## ACTION ITEM
Report every line of the records below that contains the word "patterned".

***** RECORDS FOR THIS TASK *****

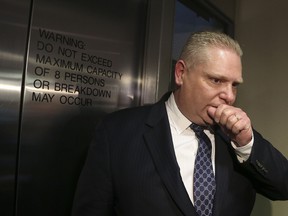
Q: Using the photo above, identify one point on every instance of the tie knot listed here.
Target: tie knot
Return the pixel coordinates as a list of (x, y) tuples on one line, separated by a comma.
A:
[(196, 128)]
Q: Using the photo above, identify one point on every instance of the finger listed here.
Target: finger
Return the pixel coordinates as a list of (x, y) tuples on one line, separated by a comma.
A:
[(228, 117), (231, 121)]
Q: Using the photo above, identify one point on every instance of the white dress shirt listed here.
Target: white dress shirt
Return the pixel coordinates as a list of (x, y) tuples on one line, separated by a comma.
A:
[(186, 144)]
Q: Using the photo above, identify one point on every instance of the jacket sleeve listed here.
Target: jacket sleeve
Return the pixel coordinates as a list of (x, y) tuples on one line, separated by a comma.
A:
[(94, 193), (267, 168)]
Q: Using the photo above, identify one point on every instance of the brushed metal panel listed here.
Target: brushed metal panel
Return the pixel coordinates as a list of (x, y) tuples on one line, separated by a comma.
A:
[(84, 60), (14, 17)]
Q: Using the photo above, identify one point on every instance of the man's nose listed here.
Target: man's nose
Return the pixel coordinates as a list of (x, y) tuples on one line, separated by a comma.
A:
[(228, 94)]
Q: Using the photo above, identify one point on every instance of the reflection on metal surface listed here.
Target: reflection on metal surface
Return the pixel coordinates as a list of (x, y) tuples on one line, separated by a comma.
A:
[(14, 26), (84, 60)]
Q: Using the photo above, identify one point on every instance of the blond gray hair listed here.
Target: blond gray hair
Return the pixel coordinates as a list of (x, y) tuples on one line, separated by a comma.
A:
[(196, 48)]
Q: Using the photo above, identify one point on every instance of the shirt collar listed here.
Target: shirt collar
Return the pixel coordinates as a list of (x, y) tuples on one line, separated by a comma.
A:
[(177, 119)]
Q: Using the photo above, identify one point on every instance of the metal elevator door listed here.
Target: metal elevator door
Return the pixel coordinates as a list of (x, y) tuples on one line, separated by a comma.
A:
[(63, 65)]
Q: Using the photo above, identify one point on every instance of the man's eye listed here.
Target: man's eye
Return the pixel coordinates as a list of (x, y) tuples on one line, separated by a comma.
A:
[(216, 81)]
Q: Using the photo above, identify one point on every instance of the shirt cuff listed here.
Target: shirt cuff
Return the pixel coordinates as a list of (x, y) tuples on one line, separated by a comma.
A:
[(243, 152)]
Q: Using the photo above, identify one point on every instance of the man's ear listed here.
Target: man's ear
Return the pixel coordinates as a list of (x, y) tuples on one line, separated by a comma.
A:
[(179, 71)]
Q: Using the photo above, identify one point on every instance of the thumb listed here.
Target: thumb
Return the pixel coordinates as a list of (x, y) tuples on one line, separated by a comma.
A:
[(211, 111)]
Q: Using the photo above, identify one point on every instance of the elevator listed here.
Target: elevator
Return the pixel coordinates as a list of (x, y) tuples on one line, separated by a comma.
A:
[(64, 65)]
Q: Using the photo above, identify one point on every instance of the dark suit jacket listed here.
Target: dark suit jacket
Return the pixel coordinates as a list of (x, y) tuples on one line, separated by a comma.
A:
[(131, 170)]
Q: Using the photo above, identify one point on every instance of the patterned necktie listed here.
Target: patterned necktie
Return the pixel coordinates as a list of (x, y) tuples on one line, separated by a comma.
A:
[(204, 180)]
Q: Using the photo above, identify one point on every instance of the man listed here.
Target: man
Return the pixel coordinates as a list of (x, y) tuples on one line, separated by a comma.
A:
[(143, 161)]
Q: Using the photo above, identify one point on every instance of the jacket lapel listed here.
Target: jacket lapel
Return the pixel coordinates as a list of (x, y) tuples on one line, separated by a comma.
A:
[(222, 176), (159, 141)]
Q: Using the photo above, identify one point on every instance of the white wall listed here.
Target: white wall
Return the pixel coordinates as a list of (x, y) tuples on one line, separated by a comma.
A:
[(262, 30)]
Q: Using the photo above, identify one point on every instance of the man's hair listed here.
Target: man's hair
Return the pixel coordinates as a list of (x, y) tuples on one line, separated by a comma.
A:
[(196, 48)]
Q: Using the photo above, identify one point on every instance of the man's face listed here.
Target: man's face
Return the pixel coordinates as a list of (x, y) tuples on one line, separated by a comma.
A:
[(208, 84)]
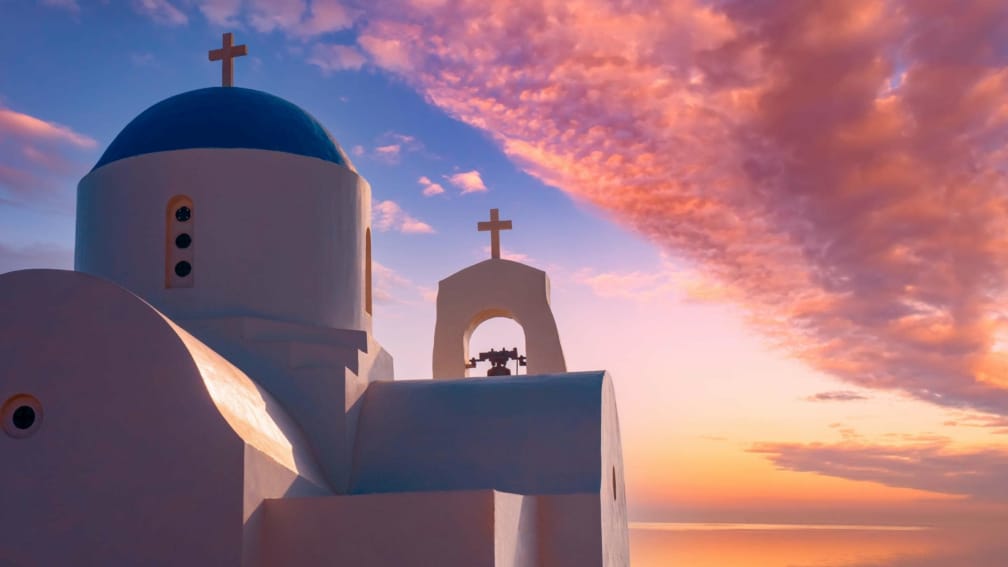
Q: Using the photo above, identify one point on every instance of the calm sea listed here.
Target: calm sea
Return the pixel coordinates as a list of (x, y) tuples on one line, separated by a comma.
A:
[(763, 545)]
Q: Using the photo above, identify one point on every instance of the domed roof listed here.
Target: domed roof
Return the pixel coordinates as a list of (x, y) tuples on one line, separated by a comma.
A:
[(225, 117)]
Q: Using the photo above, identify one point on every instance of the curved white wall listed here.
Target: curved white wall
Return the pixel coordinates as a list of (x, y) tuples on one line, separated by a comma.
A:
[(277, 235)]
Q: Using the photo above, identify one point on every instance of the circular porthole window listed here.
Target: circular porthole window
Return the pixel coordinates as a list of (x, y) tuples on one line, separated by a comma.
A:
[(21, 416)]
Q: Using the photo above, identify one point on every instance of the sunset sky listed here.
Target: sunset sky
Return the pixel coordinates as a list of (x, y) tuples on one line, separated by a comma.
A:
[(781, 226)]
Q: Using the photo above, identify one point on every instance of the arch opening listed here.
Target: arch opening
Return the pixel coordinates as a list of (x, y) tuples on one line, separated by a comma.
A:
[(497, 331)]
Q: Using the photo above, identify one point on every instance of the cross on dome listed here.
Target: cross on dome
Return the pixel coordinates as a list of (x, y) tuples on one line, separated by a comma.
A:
[(227, 53), (495, 226)]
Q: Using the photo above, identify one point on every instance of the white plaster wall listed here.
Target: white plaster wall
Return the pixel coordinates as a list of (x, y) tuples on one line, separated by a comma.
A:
[(152, 449), (452, 529), (277, 235), (571, 531), (527, 435), (132, 464), (615, 527), (495, 288), (319, 374), (515, 531)]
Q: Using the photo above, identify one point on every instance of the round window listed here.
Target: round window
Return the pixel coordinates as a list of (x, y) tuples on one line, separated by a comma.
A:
[(21, 416)]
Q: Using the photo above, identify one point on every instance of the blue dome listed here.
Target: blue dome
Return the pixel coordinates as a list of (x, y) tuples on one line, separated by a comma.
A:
[(225, 117)]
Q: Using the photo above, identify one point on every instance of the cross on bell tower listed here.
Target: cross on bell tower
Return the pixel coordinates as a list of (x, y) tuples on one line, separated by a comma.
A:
[(226, 54), (495, 226)]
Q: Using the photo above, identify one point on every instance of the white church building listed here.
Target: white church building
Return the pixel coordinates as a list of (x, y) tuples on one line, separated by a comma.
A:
[(205, 388)]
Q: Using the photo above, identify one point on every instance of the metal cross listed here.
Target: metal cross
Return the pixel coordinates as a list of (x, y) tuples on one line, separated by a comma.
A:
[(227, 53), (495, 226)]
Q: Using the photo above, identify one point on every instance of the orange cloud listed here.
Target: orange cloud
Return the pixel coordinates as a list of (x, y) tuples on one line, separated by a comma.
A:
[(838, 168)]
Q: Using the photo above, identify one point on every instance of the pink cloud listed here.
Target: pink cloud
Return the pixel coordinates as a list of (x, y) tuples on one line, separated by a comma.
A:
[(468, 182), (331, 58), (296, 18), (837, 168), (931, 465), (161, 11), (389, 216), (25, 127), (429, 188), (34, 255), (38, 157)]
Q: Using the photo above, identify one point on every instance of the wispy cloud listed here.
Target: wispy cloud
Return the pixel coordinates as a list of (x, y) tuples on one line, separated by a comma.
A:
[(468, 182), (142, 59), (391, 145), (161, 11), (389, 216), (391, 288), (810, 159), (982, 474), (37, 156), (69, 5), (510, 255), (296, 18), (841, 395), (332, 58), (429, 188), (25, 127), (34, 255)]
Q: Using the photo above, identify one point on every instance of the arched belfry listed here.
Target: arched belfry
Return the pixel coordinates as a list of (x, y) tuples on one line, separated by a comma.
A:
[(495, 288), (257, 417)]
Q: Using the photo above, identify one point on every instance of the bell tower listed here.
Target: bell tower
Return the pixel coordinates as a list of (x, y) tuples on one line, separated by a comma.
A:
[(495, 288)]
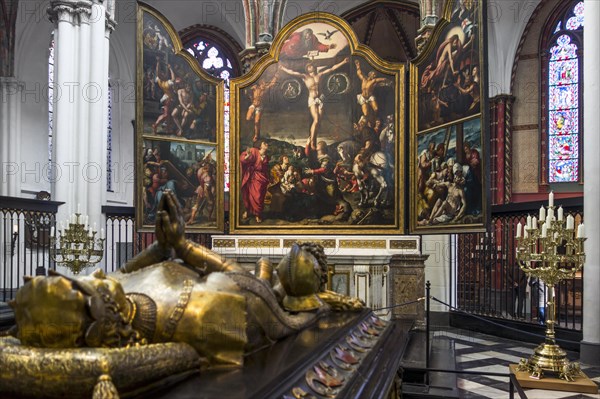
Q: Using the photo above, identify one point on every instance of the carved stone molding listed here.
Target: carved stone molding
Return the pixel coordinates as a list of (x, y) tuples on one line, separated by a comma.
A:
[(251, 55), (69, 10), (407, 284)]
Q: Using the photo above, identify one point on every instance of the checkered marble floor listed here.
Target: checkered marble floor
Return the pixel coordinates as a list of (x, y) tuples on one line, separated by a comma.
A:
[(481, 352)]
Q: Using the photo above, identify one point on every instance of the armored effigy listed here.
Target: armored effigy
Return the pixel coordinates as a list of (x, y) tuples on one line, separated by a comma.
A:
[(175, 308)]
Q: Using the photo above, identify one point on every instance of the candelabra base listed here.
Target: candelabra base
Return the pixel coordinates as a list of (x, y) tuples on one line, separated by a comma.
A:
[(552, 359)]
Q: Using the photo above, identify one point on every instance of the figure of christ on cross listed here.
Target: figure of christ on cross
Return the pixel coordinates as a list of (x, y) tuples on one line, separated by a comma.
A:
[(366, 99), (311, 79), (256, 108)]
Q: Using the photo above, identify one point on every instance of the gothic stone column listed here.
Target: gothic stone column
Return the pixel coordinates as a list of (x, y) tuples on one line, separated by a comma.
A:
[(406, 284), (10, 142), (590, 346), (81, 91)]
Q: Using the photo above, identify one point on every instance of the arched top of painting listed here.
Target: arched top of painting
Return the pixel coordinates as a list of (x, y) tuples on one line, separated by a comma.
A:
[(320, 39), (160, 37)]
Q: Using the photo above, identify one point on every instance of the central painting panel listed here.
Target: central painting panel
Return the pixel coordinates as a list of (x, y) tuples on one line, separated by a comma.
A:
[(316, 126)]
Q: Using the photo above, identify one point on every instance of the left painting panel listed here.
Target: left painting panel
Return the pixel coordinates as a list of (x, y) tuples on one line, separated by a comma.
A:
[(179, 133)]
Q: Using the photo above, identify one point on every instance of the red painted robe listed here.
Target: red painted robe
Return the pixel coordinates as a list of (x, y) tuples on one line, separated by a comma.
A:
[(255, 179)]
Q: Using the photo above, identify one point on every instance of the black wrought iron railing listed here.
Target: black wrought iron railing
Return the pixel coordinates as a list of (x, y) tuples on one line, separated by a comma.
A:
[(25, 226), (490, 282)]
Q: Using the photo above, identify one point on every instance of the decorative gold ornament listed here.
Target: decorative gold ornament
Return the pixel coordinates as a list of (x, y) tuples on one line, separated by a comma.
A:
[(76, 245), (550, 252)]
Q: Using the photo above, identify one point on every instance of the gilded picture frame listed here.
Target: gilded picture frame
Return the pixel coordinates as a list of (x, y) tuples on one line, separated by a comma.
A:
[(178, 129), (449, 161), (317, 135)]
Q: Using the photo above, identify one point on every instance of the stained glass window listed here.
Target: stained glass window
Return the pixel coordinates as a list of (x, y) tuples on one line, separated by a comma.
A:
[(214, 61), (564, 78), (576, 21)]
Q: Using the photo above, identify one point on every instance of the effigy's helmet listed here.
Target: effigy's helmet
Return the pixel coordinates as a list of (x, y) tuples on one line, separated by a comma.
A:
[(300, 276)]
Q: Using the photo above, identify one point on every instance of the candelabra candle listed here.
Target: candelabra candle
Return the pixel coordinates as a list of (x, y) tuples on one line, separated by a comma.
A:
[(551, 253)]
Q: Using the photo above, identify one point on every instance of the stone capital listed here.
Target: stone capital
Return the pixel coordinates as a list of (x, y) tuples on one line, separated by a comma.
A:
[(71, 11)]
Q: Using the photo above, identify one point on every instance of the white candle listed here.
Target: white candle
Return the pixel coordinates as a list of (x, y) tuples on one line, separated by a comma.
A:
[(542, 213), (570, 222), (561, 214), (580, 231)]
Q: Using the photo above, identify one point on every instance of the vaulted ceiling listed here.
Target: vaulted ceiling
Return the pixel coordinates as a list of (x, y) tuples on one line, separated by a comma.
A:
[(388, 27)]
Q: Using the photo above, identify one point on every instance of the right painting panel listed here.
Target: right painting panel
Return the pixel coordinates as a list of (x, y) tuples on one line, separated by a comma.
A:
[(448, 136)]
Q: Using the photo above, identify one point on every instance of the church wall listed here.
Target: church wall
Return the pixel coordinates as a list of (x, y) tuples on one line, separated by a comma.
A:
[(527, 107), (506, 21), (437, 268), (33, 35)]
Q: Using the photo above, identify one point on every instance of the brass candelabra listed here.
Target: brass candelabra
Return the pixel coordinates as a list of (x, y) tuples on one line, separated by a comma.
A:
[(76, 245), (551, 252)]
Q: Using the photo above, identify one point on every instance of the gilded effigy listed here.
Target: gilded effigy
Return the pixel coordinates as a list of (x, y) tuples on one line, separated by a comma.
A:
[(158, 317)]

*****

## OUTPUT BELOW
Q: Using the photo above, identify one point on every instance of the patterned necktie listed here.
Target: patterned necktie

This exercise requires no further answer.